=== Begin Enclosure ===

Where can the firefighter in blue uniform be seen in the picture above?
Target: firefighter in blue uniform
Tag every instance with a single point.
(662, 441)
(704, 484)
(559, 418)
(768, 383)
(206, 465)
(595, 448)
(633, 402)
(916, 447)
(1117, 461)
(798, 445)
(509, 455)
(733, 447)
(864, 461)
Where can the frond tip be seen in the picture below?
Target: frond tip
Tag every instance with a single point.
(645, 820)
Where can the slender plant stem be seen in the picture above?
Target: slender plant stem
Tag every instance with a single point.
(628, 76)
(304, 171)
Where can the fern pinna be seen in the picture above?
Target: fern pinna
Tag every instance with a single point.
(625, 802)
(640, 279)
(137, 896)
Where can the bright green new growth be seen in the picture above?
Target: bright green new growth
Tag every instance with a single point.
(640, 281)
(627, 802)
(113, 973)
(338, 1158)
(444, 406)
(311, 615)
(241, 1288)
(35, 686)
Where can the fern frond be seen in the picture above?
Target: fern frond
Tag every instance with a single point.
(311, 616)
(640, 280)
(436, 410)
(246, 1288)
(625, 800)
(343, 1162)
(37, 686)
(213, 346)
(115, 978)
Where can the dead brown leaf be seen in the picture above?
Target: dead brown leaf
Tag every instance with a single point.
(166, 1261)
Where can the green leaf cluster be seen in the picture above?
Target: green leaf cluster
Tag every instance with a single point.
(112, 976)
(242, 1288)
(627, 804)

=== End Enclosure ===

» PROBLEM REQUIREMENTS: The answer is the line holding "Target: firefighter in blue uniform" and all the lines after it through the end of the records, repeated exactly.

» TASK ANSWER:
Target: firefighter in blue uniform
Tag every instance with a single point.
(662, 441)
(704, 484)
(559, 418)
(768, 383)
(206, 465)
(595, 448)
(633, 402)
(916, 447)
(1117, 461)
(798, 445)
(509, 455)
(733, 447)
(864, 461)
Where can the frond tip be seen in the picture below?
Target: frond tip
Tag every instance with a single point.
(645, 820)
Where can the slender plant stem be seen in the picture above?
Target: slender plant stem
Tag every instance with a single point.
(628, 76)
(304, 171)
Where can the fern pinna be seen in the picture above?
Target: fern pinna
Tag every instance with a single point.
(625, 802)
(640, 279)
(137, 896)
Where can the bright green new growth be seen in the picture above?
Target: bright green new growth
Tag every instance with a single point.
(640, 281)
(627, 802)
(113, 973)
(338, 1158)
(444, 406)
(311, 615)
(241, 1288)
(35, 686)
Where can the fern frond be seen in the picture above?
Target: fern frond
Tag every instance with a single point.
(311, 616)
(640, 280)
(436, 410)
(246, 1288)
(625, 800)
(343, 1162)
(37, 686)
(213, 346)
(115, 978)
Where can the dead brown leaf be seen in the picture above?
Target: dead brown leaf
Tag every instance with a single point.
(166, 1261)
Where can the green leaf cluster be seen in the picture above?
Target: green leaf cluster
Tag every instance with a single point.
(112, 976)
(242, 1288)
(627, 804)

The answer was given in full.